### Extract provided
On this third and fundamental aspect, the first instance judge had said that he would regard it as inadmissible for the English court to take this factor into account in determining which was the proper jurisdiction.  He said that the superficially attractive argument, namely as it is English law that was to be applied so the English court and English procedure would best suited to resolve the dispute, was, in his opinion, to be ignored.  Crucially, the Court of Appeal disagreed.  The close connection of this family with England went even further than residency, location of assets and similar.  The connection was such that even the Spanish courts would treat English law as the governing law.  So in the particular circumstances of the case, the parties nationality and their consequential connection with English law, as the law governing the dispute, were highly relevant factors (para 115).

There must be placed a very considerable caution here before it is suggested that every case abroad applying English law should be transferred to England or appropriate for the application of Part III.  Moore was in the context where the Spanish court was decidedly not dealing with matters of "maintenance" as interpreted by Brussels I and other European legislation.  From Moore, it seems likely that the English court would still be reluctant, and possibly jurisprudentially unable within Europe, to deal with financial provision after an overseas divorce if the foreign financial provision relates to maintenance.  However, the Moore case seemed clearly to indicate that if it does not relate to maintenance, even generously interpreted, then the gateway was now more open for Part III applications.

Agbaje v Akinnoye-Agbaje: the background
It is in this context of the modestly expanding jurisprudence of Part III that the Court of Appeal decision in Agjabe seemed very surprising.  Yet the first instance High Court decision of Coleridge J fitted within the direction of the previous case law summarised above.

The parties were married for 38 years, both Nigerian by birth although they had met in England in the 1960s and acquired UK citizenship in 1972.  All five children were born in England and all but one educated in England.  In 1975 the husband bought a property in London in which the children stayed with their nanny.  For the majority of their married life, the couple lived in Nigeria.  They separated in 1999 at which point the wife came to live in the London home where she has lived ever since.  In 2003 the husband issued divorce proceedings in the Nigerian courts in which the wife sought ancillary relief.  It was recorded that she played a full part in the Nigerian proceedings.  The Nigerian court gave her a life interest in a property in Lagos with a capital value of about £86,000 and a lump sum equivalent to £21,000.  The total assets were approximately £700,000, of which £530,000 was represented by two properties in London.  Compared with any award that an English court would have made, the Nigerian court order was thoroughly unfair given that there had been a long marriage and in circumstances where the wife had played her part as a mother and wife.  The order made by the Nigerian court gave the wife no accommodation in England and the wife would face homelessness.  The Nigerian settlement had not accounted for the couple's English properties.
######
-- Instructions --
A: List every sum of money stated in pounds in the extract.
B: According to the extract, in what year did the husband issue divorce proceedings in the Nigerian courts?
### Entries provided
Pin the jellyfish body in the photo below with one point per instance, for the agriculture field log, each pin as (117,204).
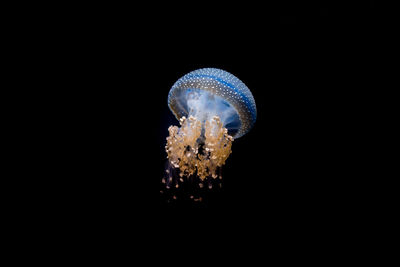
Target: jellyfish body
(209,92)
(213,107)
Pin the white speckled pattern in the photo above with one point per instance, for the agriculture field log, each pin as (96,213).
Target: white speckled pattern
(219,83)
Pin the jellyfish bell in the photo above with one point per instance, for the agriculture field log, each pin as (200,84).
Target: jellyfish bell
(209,92)
(213,108)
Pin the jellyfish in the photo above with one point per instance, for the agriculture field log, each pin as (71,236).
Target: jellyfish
######
-- The solutions --
A: £86,000, £21,000, £700,000, £530,000

B: 2003